Aim 1:
Return each line of the rows below that contains the word "cloud", matching case exactly.

Text:

◇ ◇ ◇ ◇ ◇

Saints and Nazi Skeletons
A Jewish-born Carmelite nun murdered at Auschwitz and due to be canonised by the Pope in October, is claimed to have been betrayed to the Nazis by a high-ranking Benedictine monk.
Blessed Edith Stein – a Jewish-born Carmelite nun murdered in Auschwitz in August 1942 &150; is to be canonised by Pope John Paul II on October 11th. Though she is undoubtedly a true martyr, she may have been sent unnecessarily to her fate by a Benedictine priest known to have been working with the Nazis.
As the millennium approaches, the Catholic Church is striving to close the books on the nagging issue of its treatment and relationship with the Jews. The moral aftermath of the Second World War still haunts the civilised world, and hardly a day goes by when no new revelations of omission and commission come to light.
While Pope John Paul II has done more for Christian-Jewish relations than any other pope, his decision to canonise the Jewish-born German philosopher Edith Stein, only eleven years after the controversies that surrounded her beatification, is bound to reopen old wounds.
During the beatification ceremony in Cologne in May 1987, the Pontiff called Stein ‘the Martyr Saint of Auschwitz.’ While acknow-ledging the Jewish roots of ‘the daughter of Israel’ and asserting that her baptism ‘was by no means a break with her Jewish heritage’, the Pope’s comments spawned a heated debate within the Jewish community: Stein was murdered because she was born as a Jew, and not because she was Catholic. Some felt that the Church’s decision to beatify her was designed to obscure its controversial policy of silence and the relationship between Pope Pius XII and Hitler.

◇ ◇ ◇ ◇ ◇

Material for this exercise:
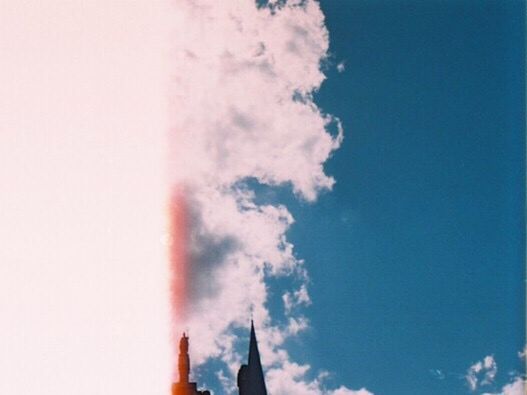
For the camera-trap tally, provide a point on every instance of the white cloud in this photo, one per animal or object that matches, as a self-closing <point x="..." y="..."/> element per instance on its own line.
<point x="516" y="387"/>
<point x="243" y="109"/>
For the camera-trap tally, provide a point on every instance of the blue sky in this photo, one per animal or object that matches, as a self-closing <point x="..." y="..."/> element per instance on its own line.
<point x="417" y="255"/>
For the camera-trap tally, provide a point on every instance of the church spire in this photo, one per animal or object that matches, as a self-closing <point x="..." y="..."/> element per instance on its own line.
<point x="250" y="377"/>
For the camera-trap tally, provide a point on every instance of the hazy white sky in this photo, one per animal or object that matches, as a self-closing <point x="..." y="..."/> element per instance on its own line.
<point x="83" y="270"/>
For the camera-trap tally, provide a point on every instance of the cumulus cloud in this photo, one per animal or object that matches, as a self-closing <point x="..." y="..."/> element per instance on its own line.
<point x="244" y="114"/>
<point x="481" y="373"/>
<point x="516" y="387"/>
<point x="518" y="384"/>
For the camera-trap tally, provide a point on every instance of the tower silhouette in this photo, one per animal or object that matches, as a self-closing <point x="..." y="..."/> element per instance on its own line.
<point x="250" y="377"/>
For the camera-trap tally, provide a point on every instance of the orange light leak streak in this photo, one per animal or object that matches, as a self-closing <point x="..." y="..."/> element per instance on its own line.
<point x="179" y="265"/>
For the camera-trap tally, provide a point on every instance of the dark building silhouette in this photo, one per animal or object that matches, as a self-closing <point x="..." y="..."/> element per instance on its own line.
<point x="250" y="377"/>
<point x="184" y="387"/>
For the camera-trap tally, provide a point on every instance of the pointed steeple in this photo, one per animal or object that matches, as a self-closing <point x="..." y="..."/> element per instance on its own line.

◇ ◇ ◇ ◇ ◇

Aim 2:
Set down, word for word, the part of the Edith Stein article above from "During the beatification" to "XII and Hitler.".

Correct output 1:
For the camera-trap tally, provide a point on every instance of the white cloud in this photo, one per animal or object that matches, as a self-closing <point x="..." y="..."/> element per instance on its own line.
For the camera-trap tally, provide a point on every instance of the cumulus cloud in this photo, one per animal or object that matches, as a self-closing <point x="..." y="..."/> element per instance on its own line.

Correct output 2:
During the beatification ceremony in Cologne in May 1987, the Pontiff called Stein ‘the Martyr Saint of Auschwitz.’ While acknow-ledging the Jewish roots of ‘the daughter of Israel’ and asserting that her baptism ‘was by no means a break with her Jewish heritage’, the Pope’s comments spawned a heated debate within the Jewish community: Stein was murdered because she was born as a Jew, and not because she was Catholic. Some felt that the Church’s decision to beatify her was designed to obscure its controversial policy of silence and the relationship between Pope Pius XII and Hitler.